* _WHAT TO PRODUCE_
Could you transcribe each entry below exactly, minus the images?

Image-backed grounding data
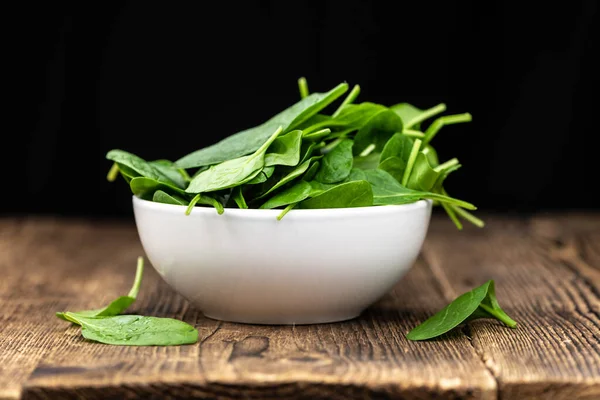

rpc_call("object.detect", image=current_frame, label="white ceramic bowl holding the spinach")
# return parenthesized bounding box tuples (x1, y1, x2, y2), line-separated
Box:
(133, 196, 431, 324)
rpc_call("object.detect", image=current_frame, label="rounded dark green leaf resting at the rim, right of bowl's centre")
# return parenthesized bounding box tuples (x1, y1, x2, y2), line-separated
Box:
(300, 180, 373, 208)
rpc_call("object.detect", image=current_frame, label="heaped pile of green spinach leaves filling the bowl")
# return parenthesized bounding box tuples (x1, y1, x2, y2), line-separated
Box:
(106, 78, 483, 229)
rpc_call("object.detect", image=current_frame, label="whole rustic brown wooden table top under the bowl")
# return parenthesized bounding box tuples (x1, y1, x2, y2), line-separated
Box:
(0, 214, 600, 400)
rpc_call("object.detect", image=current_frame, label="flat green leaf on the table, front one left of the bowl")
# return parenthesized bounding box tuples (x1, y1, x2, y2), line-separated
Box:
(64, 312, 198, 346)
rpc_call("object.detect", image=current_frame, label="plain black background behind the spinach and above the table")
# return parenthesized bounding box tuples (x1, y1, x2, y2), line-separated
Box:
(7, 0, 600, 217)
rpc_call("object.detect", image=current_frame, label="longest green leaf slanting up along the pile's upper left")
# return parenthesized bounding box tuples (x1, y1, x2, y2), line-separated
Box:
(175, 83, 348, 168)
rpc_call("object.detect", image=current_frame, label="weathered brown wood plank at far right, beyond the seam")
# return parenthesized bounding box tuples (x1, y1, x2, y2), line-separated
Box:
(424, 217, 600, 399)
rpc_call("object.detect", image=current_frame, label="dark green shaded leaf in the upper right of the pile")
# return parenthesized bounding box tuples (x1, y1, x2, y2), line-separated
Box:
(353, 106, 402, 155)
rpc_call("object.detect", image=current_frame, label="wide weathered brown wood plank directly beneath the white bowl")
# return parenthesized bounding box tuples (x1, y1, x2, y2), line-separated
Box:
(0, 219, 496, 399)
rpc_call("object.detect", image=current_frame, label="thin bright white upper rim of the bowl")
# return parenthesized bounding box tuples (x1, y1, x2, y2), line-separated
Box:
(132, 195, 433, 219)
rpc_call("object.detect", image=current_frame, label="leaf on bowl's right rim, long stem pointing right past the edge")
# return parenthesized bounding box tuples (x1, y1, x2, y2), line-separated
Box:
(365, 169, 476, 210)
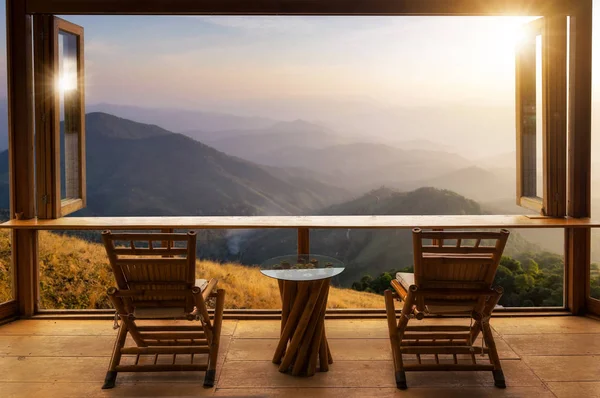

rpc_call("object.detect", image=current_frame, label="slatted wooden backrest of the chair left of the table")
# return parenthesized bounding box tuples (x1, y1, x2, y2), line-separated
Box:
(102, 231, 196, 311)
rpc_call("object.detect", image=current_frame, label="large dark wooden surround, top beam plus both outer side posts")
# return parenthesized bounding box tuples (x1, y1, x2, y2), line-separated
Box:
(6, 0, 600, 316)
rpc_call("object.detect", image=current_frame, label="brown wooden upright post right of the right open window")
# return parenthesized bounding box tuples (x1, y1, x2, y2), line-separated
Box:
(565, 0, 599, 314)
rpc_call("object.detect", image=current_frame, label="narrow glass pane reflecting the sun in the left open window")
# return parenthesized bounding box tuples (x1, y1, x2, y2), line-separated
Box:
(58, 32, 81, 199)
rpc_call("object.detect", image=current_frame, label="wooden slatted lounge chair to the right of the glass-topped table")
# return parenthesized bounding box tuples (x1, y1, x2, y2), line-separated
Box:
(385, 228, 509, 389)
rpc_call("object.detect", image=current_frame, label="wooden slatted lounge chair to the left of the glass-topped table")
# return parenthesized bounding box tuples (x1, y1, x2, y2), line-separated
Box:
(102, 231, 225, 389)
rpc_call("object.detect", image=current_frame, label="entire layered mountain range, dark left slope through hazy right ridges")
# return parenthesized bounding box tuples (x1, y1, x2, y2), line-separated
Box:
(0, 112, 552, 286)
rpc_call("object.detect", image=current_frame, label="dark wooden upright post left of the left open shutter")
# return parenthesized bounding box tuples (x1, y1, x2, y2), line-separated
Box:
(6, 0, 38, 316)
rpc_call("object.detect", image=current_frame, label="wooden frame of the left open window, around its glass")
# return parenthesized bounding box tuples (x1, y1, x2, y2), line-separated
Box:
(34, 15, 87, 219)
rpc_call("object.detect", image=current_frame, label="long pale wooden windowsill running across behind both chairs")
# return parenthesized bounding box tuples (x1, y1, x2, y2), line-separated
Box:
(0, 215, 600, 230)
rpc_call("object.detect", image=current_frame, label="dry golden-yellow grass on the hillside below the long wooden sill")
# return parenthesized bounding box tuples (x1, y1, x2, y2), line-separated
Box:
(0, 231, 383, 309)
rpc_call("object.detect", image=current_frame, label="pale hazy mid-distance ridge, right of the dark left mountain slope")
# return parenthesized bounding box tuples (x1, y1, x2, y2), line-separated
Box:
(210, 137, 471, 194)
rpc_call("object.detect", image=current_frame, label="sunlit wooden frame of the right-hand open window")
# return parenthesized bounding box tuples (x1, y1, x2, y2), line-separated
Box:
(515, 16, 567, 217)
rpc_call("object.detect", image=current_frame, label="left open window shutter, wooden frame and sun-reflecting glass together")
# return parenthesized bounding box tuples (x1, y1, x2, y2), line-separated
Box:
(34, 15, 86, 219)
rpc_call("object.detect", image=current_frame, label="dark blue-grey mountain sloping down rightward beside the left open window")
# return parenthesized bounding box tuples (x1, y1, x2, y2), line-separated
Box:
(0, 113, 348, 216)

* _ANSWER TO THIS EXERCISE_
rpc_call("object.detect", image=current_frame, label="white ceramic bowl holding the spinach")
# return parenthesized bounding box tuples (x1, y1, x2, y2), line-separated
Box:
(133, 196, 431, 324)
rpc_call("object.detect", image=current_frame, label="rounded dark green leaf resting at the rim, right of bowl's centre")
# return parenthesized bounding box tuples (x1, y1, x2, y2), line-separated
Box:
(300, 180, 373, 208)
rpc_call("object.detect", image=current_frame, label="heaped pile of green spinach leaves filling the bowl")
# return parenthesized bounding box tuples (x1, y1, x2, y2), line-separated
Box:
(106, 78, 483, 229)
rpc_call("object.detect", image=current_frame, label="whole rustic brown wooden table top under the bowl")
# return parenthesized bounding box tuples (x1, y1, x2, y2), line-separated
Box:
(0, 214, 600, 400)
rpc_call("object.detect", image=current_frame, label="flat green leaf on the table, front one left of the bowl")
# return parenthesized bounding box tuples (x1, y1, x2, y2), line-separated
Box:
(64, 312, 198, 346)
rpc_call("object.detect", image=current_frame, label="plain black background behind the spinach and above the table")
# return parenthesized bounding box tuples (x1, y1, x2, y2), line-separated
Box:
(7, 0, 600, 217)
rpc_call("object.detect", image=current_frame, label="longest green leaf slanting up along the pile's upper left")
# return parenthesized bounding box tuples (x1, y1, x2, y2), line-separated
Box:
(175, 83, 348, 168)
rpc_call("object.detect", image=current_frame, label="weathered brown wood plank at far right, beyond the seam")
# return parenthesized bounding box tuples (x1, y1, x2, y2), line-separated
Box:
(424, 217, 600, 399)
rpc_call("object.detect", image=current_frame, label="dark green shaded leaf in the upper right of the pile")
# return parenthesized bounding box tuples (x1, y1, x2, y2), line-separated
Box:
(353, 106, 402, 155)
rpc_call("object.detect", image=current_frame, label="wide weathered brown wood plank directly beneath the white bowl")
# return parenthesized bounding box tuples (x1, y1, x2, y2), line-separated
Box:
(0, 219, 496, 399)
rpc_call("object.detect", image=current_frame, label="thin bright white upper rim of the bowl")
# return parenthesized bounding box tuples (x1, y1, x2, y2), line-separated
Box:
(132, 195, 433, 219)
rpc_call("object.detect", image=current_frame, label="leaf on bowl's right rim, long stem pointing right past the edge")
# return parenthesized bounding box tuples (x1, y1, x2, y2), line-separated
Box:
(365, 169, 476, 210)

rpc_call("object.detect", image=current_frame, label="slatted wooden backrest of the chair left of the table")
# return parenthesized bounding box tuples (x1, y1, x2, y2), line-separated
Box:
(102, 231, 196, 311)
rpc_call("object.detect", image=current_frame, label="large dark wooden surround, top beam plus both outer side posts")
# return parenthesized bounding box tuples (x1, y1, x2, y2), line-separated
Box:
(6, 0, 600, 316)
rpc_call("object.detect", image=current_frame, label="brown wooden upright post right of the right open window")
# return parenthesized bounding box tuples (x1, y1, x2, y2), line-separated
Box:
(565, 0, 599, 314)
rpc_call("object.detect", image=current_frame, label="narrow glass pane reflecting the sun in the left open window")
# return parenthesized bounding box tuples (x1, y1, x2, y2), line-separated
Box:
(58, 32, 81, 199)
rpc_call("object.detect", image=current_frame, label="wooden slatted lounge chair to the right of the glass-topped table")
# return parenthesized bounding box tuples (x1, y1, x2, y2), line-separated
Box:
(385, 228, 509, 389)
rpc_call("object.detect", image=current_frame, label="wooden slatted lounge chair to the left of the glass-topped table")
# return parenthesized bounding box tuples (x1, y1, x2, y2), line-separated
Box:
(102, 231, 225, 389)
rpc_call("object.detect", image=current_frame, label="entire layered mountain range, dark left slope through hazy right ridges")
# return parenthesized bounding box tuples (x1, y1, x2, y2), line-separated
Box:
(0, 112, 552, 286)
rpc_call("object.detect", image=current_frame, label="dark wooden upright post left of the left open shutter")
# return parenthesized bounding box tuples (x1, y1, x2, y2), line-separated
Box:
(6, 0, 38, 316)
rpc_call("object.detect", image=current_frame, label="wooden frame of the left open window, around its glass")
# return parenthesized bounding box tuples (x1, y1, x2, y2), line-separated
Box:
(34, 15, 87, 219)
rpc_call("object.detect", image=current_frame, label="long pale wooden windowsill running across behind both chairs")
# return parenthesized bounding box tuples (x1, y1, x2, y2), line-separated
Box:
(0, 215, 600, 230)
rpc_call("object.detect", image=current_frame, label="dry golden-yellow grass on the hillside below the long wooden sill")
# return parenthesized bounding box tuples (x1, y1, x2, y2), line-separated
Box:
(0, 231, 383, 309)
rpc_call("object.detect", image=current_frame, label="pale hazy mid-distance ridge, right of the dark left mountain slope")
# return parenthesized bounding box tuples (x1, y1, x2, y2), line-separated
Box:
(210, 137, 471, 194)
rpc_call("object.detect", image=current_frame, label="sunlit wooden frame of the right-hand open window")
# return parenthesized bounding box tuples (x1, y1, x2, y2), line-separated
Box:
(515, 16, 567, 217)
rpc_call("object.detect", image=current_frame, label="left open window shutter, wooden frame and sun-reflecting glass together")
# return parenthesized bounding box tuples (x1, y1, x2, y2), line-separated
Box:
(34, 15, 86, 219)
rpc_call("object.detect", image=current_frame, label="dark blue-grey mountain sloping down rightward beside the left open window")
# return parenthesized bounding box tuples (x1, y1, x2, y2), line-separated
Box:
(0, 113, 348, 216)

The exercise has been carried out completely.